- _TRY IT_: Where a line of the data below has the string "space", copy that line.

[Saved entries]
┌──
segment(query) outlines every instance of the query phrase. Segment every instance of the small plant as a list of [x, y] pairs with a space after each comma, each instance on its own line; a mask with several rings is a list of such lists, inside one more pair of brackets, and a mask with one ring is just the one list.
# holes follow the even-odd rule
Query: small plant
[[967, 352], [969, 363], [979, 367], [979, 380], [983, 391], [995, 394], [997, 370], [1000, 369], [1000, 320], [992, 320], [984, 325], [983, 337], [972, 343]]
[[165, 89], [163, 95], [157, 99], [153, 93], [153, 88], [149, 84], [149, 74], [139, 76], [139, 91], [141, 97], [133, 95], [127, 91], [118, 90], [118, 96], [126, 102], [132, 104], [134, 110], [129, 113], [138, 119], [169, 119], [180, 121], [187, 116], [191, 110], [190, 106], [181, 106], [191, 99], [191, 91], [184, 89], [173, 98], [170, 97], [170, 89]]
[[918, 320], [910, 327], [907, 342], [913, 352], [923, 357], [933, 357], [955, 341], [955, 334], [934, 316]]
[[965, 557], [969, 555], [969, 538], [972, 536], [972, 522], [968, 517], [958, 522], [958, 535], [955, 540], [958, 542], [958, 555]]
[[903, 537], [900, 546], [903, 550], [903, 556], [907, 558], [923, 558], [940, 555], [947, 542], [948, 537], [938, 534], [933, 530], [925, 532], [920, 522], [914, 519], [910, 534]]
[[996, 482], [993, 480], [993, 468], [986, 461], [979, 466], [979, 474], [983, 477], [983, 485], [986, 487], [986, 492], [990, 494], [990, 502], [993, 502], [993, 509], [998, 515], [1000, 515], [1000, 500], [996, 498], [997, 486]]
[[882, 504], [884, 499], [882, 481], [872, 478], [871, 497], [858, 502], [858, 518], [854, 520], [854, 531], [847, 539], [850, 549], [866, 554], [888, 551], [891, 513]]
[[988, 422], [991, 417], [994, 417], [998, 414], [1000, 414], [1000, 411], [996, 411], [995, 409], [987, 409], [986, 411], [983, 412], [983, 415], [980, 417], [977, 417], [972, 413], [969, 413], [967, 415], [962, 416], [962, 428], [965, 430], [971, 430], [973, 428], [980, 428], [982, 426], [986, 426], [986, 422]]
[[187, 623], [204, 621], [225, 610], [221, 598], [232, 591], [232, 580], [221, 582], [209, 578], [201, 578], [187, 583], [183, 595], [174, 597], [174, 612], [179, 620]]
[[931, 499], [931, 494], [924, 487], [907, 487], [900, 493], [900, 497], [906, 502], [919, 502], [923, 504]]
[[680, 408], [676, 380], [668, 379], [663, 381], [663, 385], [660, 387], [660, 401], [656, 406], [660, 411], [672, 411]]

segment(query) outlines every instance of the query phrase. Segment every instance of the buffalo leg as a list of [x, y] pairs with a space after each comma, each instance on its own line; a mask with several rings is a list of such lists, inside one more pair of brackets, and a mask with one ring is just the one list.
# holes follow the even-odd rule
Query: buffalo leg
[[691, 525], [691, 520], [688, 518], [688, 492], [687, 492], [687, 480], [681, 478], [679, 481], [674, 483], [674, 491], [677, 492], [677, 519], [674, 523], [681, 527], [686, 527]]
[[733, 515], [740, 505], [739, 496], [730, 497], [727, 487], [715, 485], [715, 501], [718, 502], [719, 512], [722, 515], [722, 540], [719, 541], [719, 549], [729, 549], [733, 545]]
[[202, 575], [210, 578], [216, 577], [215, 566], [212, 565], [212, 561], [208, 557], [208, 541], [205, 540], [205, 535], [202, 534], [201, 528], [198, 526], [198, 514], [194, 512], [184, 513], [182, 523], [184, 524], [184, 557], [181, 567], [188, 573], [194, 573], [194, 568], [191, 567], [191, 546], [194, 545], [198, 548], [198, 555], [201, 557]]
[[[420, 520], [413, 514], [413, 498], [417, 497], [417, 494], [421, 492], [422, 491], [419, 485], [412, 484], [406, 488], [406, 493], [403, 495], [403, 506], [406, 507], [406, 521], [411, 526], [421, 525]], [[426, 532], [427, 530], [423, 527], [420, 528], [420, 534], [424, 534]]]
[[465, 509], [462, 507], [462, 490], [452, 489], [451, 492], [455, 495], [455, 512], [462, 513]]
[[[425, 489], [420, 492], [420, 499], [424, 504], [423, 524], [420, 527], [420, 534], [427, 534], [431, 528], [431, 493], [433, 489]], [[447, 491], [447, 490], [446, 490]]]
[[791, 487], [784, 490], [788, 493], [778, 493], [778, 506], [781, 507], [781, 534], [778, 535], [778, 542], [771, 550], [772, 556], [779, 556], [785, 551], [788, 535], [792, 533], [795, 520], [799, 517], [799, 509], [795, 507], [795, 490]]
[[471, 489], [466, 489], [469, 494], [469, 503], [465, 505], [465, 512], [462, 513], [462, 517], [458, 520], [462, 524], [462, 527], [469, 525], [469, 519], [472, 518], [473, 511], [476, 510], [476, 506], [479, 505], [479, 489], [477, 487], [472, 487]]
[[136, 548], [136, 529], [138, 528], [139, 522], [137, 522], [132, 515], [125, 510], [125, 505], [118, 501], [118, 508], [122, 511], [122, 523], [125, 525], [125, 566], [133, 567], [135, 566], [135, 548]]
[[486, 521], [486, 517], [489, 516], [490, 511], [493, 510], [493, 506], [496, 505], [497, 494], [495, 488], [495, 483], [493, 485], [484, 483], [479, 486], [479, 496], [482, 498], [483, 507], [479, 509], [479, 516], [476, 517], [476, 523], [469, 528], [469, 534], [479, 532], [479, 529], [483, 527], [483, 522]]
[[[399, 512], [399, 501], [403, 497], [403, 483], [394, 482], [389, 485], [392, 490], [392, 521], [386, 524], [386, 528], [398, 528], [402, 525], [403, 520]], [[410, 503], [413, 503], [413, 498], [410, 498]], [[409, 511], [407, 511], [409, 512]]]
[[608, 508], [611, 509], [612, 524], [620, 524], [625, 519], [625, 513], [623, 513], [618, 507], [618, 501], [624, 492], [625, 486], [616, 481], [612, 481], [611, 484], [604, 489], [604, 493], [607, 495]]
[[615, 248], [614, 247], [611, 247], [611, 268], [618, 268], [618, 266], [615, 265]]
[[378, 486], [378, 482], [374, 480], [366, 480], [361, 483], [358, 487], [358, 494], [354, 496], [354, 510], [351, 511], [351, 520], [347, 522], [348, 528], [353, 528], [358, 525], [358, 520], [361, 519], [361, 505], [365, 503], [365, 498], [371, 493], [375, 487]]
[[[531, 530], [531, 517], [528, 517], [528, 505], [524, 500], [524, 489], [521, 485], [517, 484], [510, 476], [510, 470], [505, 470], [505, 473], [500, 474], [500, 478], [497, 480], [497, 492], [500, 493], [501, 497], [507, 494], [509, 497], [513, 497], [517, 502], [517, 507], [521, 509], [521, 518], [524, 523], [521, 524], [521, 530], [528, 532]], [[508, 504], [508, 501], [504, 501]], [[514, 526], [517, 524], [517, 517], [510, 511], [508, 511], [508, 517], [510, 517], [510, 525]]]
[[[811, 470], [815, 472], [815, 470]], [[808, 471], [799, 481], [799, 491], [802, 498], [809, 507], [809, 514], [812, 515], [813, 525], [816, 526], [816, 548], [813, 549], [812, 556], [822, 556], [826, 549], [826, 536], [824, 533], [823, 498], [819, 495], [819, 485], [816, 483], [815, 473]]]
└──
- _RESPONSE TO THIS EXERCISE_:
segment(query) outlines every instance of the query phrase. Segment every instance of the small plant as a list of [x, y] pairs with a space after each comma, each instance on its own line; a mask with several rings is a list of such lists, inside one more pair of brackets, and a mask with one ring is just the one list.
segment(query) outlines every instance of the query phrase. Segment every instance of the buffalo leg as a list of [x, y] pairs with a space after each comma, each instance on its own line; a mask with several rings is a list of such lists, inside one more pair of brackets, and a mask with one ring is just the one list.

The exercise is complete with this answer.